__Your assignment__
Scan the data. Collect each line that contains the word "below".
##### Supplied records
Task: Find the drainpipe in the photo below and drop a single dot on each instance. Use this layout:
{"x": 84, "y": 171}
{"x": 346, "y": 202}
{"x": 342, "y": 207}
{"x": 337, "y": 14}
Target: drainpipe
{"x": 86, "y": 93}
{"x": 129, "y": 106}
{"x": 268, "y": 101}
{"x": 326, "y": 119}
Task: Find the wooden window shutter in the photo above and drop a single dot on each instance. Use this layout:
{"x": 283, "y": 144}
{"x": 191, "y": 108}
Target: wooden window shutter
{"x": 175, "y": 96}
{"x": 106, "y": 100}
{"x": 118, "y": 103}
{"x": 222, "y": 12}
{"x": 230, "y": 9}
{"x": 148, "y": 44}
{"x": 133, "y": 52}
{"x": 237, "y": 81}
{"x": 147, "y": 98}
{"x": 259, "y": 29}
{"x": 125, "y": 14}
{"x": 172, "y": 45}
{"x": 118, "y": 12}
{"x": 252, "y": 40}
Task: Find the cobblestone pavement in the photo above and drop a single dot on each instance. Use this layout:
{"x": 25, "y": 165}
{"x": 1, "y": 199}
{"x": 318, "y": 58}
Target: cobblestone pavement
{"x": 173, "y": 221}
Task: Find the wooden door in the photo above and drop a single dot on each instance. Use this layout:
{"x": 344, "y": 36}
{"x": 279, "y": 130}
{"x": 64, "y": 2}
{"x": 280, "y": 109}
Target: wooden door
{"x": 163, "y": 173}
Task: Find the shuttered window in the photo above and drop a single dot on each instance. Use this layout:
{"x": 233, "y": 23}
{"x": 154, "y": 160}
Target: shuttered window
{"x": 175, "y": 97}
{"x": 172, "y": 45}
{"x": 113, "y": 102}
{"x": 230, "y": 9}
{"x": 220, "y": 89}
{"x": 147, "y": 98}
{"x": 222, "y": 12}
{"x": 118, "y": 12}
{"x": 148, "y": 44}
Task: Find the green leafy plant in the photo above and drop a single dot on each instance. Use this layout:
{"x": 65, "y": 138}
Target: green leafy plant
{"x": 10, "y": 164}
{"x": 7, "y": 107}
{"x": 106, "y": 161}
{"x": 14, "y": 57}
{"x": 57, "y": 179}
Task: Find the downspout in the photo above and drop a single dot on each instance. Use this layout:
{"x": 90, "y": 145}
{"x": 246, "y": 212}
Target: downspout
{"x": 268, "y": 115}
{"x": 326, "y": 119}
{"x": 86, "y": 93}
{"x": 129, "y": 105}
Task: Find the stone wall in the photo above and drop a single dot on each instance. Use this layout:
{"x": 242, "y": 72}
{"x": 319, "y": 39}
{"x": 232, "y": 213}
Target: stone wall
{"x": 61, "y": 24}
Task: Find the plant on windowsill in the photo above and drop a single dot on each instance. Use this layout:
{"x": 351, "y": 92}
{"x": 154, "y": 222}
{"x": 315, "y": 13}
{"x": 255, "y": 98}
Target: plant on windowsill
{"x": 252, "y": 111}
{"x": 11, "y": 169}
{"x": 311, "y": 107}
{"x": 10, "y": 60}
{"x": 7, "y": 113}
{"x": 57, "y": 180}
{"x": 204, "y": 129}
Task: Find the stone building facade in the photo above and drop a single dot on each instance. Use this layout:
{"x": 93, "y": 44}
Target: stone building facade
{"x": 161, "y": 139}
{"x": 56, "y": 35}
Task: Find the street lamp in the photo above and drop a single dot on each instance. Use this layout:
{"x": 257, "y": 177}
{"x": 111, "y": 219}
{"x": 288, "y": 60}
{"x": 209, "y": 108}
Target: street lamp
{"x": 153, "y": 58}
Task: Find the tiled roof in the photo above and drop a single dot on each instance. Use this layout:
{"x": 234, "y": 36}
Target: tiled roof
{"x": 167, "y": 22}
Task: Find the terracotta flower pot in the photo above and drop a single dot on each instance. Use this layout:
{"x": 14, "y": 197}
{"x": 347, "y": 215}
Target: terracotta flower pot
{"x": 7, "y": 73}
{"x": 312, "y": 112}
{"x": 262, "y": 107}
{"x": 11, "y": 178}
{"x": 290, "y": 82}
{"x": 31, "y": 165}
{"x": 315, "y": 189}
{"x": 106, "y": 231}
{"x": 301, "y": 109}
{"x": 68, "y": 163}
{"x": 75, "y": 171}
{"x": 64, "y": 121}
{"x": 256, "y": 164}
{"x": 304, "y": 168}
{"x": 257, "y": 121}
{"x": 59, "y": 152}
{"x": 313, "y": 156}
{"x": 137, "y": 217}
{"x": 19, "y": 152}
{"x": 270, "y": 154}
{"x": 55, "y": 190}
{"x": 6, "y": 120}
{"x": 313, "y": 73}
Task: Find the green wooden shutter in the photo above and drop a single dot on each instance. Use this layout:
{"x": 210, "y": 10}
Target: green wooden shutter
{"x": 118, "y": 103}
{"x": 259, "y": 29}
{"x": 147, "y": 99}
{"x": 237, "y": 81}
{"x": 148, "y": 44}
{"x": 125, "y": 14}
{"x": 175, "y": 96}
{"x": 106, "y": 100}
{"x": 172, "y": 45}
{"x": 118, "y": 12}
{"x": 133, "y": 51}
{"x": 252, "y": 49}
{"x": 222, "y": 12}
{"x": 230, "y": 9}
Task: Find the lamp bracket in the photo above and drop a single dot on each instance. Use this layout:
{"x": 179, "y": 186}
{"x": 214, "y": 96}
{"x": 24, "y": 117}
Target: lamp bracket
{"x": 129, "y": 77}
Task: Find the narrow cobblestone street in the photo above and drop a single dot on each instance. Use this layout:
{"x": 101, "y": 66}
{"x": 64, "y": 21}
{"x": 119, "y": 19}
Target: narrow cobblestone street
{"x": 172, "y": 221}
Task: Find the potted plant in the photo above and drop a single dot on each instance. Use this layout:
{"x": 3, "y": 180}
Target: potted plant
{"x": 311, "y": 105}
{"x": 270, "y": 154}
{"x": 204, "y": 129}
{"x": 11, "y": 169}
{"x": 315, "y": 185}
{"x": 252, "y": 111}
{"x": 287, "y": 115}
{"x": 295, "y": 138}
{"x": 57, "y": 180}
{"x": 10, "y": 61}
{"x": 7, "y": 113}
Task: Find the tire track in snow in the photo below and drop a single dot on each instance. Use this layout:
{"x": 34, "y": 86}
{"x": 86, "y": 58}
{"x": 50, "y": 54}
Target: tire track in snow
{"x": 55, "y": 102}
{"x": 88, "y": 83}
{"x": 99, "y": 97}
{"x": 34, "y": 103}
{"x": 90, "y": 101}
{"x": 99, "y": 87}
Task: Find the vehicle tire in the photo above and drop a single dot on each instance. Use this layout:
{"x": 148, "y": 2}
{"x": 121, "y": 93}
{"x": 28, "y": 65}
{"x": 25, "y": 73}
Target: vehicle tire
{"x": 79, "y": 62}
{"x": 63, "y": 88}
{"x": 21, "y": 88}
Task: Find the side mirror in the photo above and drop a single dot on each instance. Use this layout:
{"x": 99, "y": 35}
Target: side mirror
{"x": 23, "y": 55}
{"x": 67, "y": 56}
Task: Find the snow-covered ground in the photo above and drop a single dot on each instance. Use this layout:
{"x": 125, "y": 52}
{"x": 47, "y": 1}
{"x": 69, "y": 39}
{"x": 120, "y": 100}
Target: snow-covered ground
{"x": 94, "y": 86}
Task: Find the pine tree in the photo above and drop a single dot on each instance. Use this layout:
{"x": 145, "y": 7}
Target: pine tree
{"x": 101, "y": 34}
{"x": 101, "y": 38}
##########
__Your response__
Task: Find the drainpipe in the photo below and drop a single dot on each instance. Use this layout:
Task: Find the tire track in snow in the photo below and drop a single dot on each instance. Use this layout:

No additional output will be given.